■ **THE REQUEST**
Report every line of the records that contains the word "truck", copying each line in full. Case counts.

■ **EXERCISE INPUTS**
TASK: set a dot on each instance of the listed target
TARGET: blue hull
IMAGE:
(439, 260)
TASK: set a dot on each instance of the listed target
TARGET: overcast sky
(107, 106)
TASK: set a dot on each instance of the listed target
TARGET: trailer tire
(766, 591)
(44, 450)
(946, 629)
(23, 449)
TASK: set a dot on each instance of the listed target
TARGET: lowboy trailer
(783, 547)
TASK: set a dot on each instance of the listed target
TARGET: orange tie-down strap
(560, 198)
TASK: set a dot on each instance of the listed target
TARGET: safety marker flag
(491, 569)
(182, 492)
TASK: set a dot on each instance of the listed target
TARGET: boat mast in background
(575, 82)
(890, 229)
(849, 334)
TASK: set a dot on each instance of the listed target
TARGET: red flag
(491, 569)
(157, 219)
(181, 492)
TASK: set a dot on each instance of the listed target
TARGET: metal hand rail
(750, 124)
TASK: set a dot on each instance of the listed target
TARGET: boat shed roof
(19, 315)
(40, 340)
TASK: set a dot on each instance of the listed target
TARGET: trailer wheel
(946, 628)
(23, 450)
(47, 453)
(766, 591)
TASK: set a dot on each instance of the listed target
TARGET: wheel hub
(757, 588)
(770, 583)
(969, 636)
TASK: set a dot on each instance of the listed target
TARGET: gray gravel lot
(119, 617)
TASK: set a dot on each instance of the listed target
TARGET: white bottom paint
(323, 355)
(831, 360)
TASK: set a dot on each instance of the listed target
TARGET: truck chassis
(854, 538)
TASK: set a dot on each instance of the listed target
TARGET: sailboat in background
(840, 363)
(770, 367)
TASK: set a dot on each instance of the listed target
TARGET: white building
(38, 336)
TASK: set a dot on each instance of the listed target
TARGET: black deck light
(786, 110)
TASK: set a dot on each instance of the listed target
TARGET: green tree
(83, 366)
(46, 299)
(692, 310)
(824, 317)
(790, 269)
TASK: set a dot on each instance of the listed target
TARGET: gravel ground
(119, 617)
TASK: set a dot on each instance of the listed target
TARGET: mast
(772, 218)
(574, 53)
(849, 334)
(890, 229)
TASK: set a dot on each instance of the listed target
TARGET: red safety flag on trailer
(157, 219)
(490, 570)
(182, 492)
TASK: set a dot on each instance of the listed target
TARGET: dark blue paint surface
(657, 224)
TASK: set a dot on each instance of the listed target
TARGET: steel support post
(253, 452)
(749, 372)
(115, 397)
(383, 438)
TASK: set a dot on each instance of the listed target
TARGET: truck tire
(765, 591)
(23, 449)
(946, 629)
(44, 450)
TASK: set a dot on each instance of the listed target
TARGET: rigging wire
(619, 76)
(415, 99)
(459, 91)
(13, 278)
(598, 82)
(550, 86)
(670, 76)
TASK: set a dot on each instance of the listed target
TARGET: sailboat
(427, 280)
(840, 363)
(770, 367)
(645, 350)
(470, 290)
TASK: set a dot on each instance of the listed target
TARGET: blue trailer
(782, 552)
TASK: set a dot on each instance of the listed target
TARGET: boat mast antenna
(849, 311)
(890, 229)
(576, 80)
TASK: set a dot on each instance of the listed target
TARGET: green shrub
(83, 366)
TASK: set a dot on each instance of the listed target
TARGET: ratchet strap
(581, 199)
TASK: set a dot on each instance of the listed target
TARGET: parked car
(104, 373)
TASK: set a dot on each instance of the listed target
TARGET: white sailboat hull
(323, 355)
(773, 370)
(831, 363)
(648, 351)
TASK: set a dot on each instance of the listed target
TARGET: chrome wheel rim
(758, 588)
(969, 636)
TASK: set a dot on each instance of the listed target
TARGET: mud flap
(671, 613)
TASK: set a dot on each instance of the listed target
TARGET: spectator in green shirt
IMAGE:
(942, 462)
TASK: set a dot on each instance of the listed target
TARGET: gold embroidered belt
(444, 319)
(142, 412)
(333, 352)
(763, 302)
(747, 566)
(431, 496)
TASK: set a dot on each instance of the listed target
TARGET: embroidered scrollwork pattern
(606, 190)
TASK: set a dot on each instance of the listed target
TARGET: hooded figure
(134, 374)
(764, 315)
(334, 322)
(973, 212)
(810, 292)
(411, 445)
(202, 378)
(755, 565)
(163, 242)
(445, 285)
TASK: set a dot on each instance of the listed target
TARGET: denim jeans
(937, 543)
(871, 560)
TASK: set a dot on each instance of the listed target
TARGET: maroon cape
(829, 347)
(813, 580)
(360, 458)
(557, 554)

■ **SOLUTION TO THE PROBLEM**
TARGET: truck chassis
TARGET: truck tire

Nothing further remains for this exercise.